Today more than ever – exacerbated but not caused by the COVID-19 pandemic and our national reckoning with racial inequity – Americans are loudly asking, how do we create a more fair, equitable union? Since the Occupy Wall Street movement 10 years ago, the wealth gap has been a centerpiece of our moral conversation.
In response to pressure from both consumers and employees, as well as the simple fact that inequality hurts profitability, companies are making commitments to help, with charitable donations and more diverse hiring and vendor sourcing initiatives. But to achieve meaningful progress, we must confront an elephant in the room: Today’s corporate business culture is misaligned with equality.
We all know that achieving any major goal requires sacrifice, a willingness to change and a long-term commitment to the true objective. Equality is no different. High-minded pronouncements about “injecting a moral compass” into the current ways of doing things does not address the actual work that needs to be done. One doesn’t start jogging today and expect to complete a marathon tomorrow. That said, there are obvious roadblocks that must be overcome for us get us to where we need to go.
Think Beyond the Short Term
First, short-termism – whether in our hiring, planning or execution – is antithetical to the long–term nature of how to build equity. Corporate leaders trying their best to figure out how to respond to this current moment in time often overlook the most obvious, effective long-term solutions simply because of the short-term sacrifice they may require or short-term discomfort they may cause key stakeholders.
Centering a social purpose, raising the minimum wage and increasing supplier diversity are all actions proven to drive long-term growth and productivity, yet they are almost immediately dismissed as infeasible or financially irresponsible.
Second, prioritizing profits over people is still considered smart business, but only from a short-term perspective. If the majority of your consumer & employee base is sick, undereducated and in financial distress, how do you future–proof your profitability? According to recent studies, increasing the minimum wage increases productivity.
Forward–thinking visionaries occupying C-suite roles and positions of leadership have the power to set and manage long-term expectations that will deliver superior outcomes, both for shareholders and our society at large. Just look at Nike’s decision to double down on Colin Kapernick. The controversial choice paid off: Nike claims $163 million in earned media, a 31 percent boost in sales and a $6 billion increase in brand value.
Third, we need to challenge the facile belief that meritocracy – rather than who we know – is really what determines who we hire and promote.
The cliche of the “good ol’ boy” network is an honest observation of how an elite class reinforced generational success through business relationships and opportunities. The “right” school, dinner club or fraternity can mean more than position competence. This lack of meritocracy lowers competition and continues to consolidate wealth and power to those who have been systematically included.

*Data listing*:
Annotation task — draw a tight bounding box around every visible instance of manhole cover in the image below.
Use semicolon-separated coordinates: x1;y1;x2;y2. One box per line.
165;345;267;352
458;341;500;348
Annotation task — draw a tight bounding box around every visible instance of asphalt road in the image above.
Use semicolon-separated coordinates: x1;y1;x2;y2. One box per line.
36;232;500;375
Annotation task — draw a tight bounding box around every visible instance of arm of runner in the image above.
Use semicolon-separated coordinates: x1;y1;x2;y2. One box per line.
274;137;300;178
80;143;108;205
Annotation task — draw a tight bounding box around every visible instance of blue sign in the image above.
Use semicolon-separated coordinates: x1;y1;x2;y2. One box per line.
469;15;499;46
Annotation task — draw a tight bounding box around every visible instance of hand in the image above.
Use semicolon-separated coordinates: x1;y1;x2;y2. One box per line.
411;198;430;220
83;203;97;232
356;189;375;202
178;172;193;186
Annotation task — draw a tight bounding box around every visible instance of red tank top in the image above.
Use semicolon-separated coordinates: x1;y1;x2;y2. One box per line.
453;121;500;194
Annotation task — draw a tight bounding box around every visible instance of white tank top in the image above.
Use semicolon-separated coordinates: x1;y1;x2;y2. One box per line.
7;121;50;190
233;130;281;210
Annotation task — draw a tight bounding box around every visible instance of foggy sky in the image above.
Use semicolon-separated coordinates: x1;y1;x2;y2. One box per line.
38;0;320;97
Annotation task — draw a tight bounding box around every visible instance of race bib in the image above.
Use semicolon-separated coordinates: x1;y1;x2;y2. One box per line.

*Required actions*:
**1.** Do these statements agree with the essay on corporate culture and equality? Answer yes or no for each, and quote the deciding words from the essay. (a) Nike claims a 31 percent boost in sales after its decision about Colin Kapernick. (b) Raising the minimum wage lowers productivity. (c) The COVID-19 pandemic caused Americans to ask how to create a more fair, equitable union.
**2.** List every action that the essay on corporate culture and equality calls proven to drive long-term growth and productivity.
**3.** Carry on the essay on corporate culture and equality from its final sentence.

*Answers given*:
**1.**
(a) Yes: "Nike claims $163 million in earned media, a 31 percent boost in sales and a $6 billion increase in brand value."
(b) No: "According to recent studies, increasing the minimum wage increases productivity."
(c) No: "exacerbated but not caused by the COVID-19 pandemic"

**2.**
- Centering a social purpose
- Raising the minimum wage
- Increasing supplier diversity

**3.**
Of course, this fiction bears no connection to reality. For example, Black women are the most educated demographic in the country and women of color the most entrepreneurial, opening 89 percent of the new businesses in 2019. Yet they are under-represented in the management ranks of many financial institutions.
Follow Others’ Example
It is time to take a long hard look at how we recruit, who we hire, how we hire, how we promote and what our true definition of success looks like. The meritocracy equation at a company may be flawed, but there are proven models to change this. Key Bank is an example of actualizing change with close to 60 percent of its hires being female and minority a goal reached with the help of a board and management team all above the norm for diversity (50 percent and 30 percent respectively).
So here we sit at the beginning of 2021, on the corner of good intentions and action. We know to future–proof our companies, brands, profits and society, we need more equity and diversity. But instead of pushing it off on trainings, siloed departments or charity, let’s do what the best companies in the world know how to do: Create visionary strategy based on data and market understanding, following a well proven roadmaps. Then we must apply the necessary resources and budgets, while holding key stakeholders responsible, to ensure success on the ground, in our companies and communities.
Responding to this moment in our history is more than pledges and platitudes, it’s redefining how we operate, acknowledging that investments and hard work in the short-term will yield massive results and by making the commitment that building equity into culture will benefit us all. For the companies that get it right, the upside is massive.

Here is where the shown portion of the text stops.